-- Exercise set --
1. In the article on Hugo Chavez's referendum win, write out the passage from "The need to" to "their daily tasks." word for word.
2. Render this sentence from the article on Hugo Chavez's referendum win in Spanish: "Real progress on concrete issues may be tough unless Mr Chavez changes his style."

Source extract Block Start

Venezuelan President Hugo Chavez's referendum win puts him closer to his goal of ruling for another decade or more, but he has to tackle economic woes and violent crime before speeding up his socialist revolution.

As the tumbling price of oil knocks the bottom out of Venezuela's coffers, Mr Chavez will this year face a budget squeeze hurting his ability to finance popular health and education projects.

Mr Chavez was jubilant on Sunday night after Venezuelans voted to lift term limits and allow him to run for re-election in 2012 but he avoided his customary promises of sweeping economic and political changes, at least for now.

Instead, he promised to focus this year on some of Venezuela's more mundane problems, specifically rampant crime that claims thousands of lives a year and corrupt, inefficient institutions that waste millions of dollars.

"We have to fight the battle against crime with more intensity, with more effort and above all more results," said Mr Chavez said in a victory speech from a balcony of his palace.

The uncharacteristically cautious speech suggested that Mr Chavez knows he risks losing support if he does not quickly address issues that affect people's daily lives. Combined with the dark economic outlook, that may slow the pace of reforms and his assault on private sector - for a while at least.

Mr Chavez decided against launching new attacks on his favourite rhetorical targets - the "oligarchs" of the opposition and the US "empire" - and spent more time promising to do a better job of government.

"We must revise everything we have done in previous years, we have to start rectifying, adjusting, strengthening," he said, although he also made it clear that any lull in his revolutionary zeal would be temporary. "If we reinforce what we have already done, then starting next year, we will be in a much better position to open new horizons."

Although Mr Chavez remains popular with the poor and won 54 per cent support in Sunday's referendum vote, polls show that even his supporters are weary of violent crime that killed 13,000 people in 2007, widespread corruption and a surge in the inflation rate to more than 30 per cent last year.

Analysts say Mr Chavez knows he must return to such issues - but resisting more grandiose change is not easy for him.

In 2007, after his first attempt to scrap term limits was rejected by voters, Mr Chavez promised to slow his reforms and pay attention to the same bread-and-butter issues.

Months later, however, he ordered a wave of takeovers in the cement, steel and finance industries and decreed a raft of laws boosting state control over the economy.

One area that may tempt him away from nitty-gritty government is the allure of gold - before the referendum, he promised to nationalise some mining concessions currently held by foreign companies.

The need to wean Venezuela off food imports that petrodollars make cheap could encourage him to expropriate vast ranches the government considers to be idle, or cultivate new land in the country's vast rain forests and plains.

Finance Minister Ali Rodriguez said this month the government planned to double the amount of farmed land in Venezuela within four years. Mr Chavez, 54, has used Venezuela's oil wealth to open new health clinics and schools in many of its poorest neighbourhoods, and abroad he aims to unite Latin America under his left-wing, anti-American vision.

But his government is inefficient. Corruption has stymied everything from highway construction to food distribution and almost endless party politics distracts ministers, mayors and government employees from their daily tasks.

Real progress on concrete issues may be tough unless Mr Chavez changes his style.

Party militants spent much of last year stumping for Mr Chavez's governor and mayor candidates before elections in November. Several lost on complaints over poor administration. The energy minister was a top level referendum campaign organizer even as the oil industry faces a slowdown and service companies complain of billions of dollars in unpaid debts.

Officials ranging from mayors to ministers are expected to sit through hours of Mr Chavez speeches while their workloads pile up. Failing to show up for a party rally can result in Mr Chavez scolding them on live television.

Source extract Block End
Given entries Block Start

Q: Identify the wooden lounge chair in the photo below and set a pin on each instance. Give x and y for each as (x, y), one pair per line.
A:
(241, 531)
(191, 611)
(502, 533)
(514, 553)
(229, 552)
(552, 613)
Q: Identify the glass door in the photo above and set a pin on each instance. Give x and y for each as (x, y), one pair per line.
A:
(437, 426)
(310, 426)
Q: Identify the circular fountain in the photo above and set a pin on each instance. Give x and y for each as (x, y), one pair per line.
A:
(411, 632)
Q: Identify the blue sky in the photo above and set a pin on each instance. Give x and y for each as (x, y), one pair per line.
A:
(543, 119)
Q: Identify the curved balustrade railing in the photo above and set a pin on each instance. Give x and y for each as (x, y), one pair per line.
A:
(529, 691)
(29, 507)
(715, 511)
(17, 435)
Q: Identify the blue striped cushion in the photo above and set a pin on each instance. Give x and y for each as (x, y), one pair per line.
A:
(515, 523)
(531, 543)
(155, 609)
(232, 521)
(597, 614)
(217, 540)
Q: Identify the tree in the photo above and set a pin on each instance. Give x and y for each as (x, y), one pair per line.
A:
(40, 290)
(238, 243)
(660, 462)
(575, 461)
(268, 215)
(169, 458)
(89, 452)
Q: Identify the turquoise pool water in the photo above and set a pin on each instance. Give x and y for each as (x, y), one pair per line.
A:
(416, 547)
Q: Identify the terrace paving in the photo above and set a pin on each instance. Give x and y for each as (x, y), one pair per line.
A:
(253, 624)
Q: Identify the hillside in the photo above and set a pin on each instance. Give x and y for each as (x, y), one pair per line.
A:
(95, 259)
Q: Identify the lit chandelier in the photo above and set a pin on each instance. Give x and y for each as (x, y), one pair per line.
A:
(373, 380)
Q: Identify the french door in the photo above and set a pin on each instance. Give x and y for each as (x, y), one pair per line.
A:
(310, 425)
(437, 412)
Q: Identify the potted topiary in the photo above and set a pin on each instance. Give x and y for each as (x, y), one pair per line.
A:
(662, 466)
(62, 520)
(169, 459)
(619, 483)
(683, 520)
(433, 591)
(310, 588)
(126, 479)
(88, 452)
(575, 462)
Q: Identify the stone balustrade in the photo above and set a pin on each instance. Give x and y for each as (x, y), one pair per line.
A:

Given entries Block End

-- Solutions below --
1.
The need to wean Venezuela off food imports that petrodollars make cheap could encourage him to expropriate vast ranches the government considers to be idle, or cultivate new land in the country's vast rain forests and plains.

Finance Minister Ali Rodriguez said this month the government planned to double the amount of farmed land in Venezuela within four years. Mr Chavez, 54, has used Venezuela's oil wealth to open new health clinics and schools in many of its poorest neighbourhoods, and abroad he aims to unite Latin America under his left-wing, anti-American vision.

But his government is inefficient. Corruption has stymied everything from highway construction to food distribution and almost endless party politics distracts ministers, mayors and government employees from their daily tasks.

2. Un progreso real en asuntos concretos puede ser difícil a menos que el Sr. Chávez cambie su estilo.